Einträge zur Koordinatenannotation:
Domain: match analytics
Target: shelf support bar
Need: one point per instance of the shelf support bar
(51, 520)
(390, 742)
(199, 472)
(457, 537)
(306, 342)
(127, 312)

DIE AUFGABE. Schreibe alle Zeilen oben neu und ersetze dabei „shelf support bar“ durch „shelf bracket“, ohne sonst etwas zu ändern.

LÖSUNG FOLGT.
Domain: match analytics
Target: shelf bracket
Need: one point per instance of the shelf bracket
(51, 520)
(390, 742)
(199, 472)
(457, 537)
(306, 342)
(127, 312)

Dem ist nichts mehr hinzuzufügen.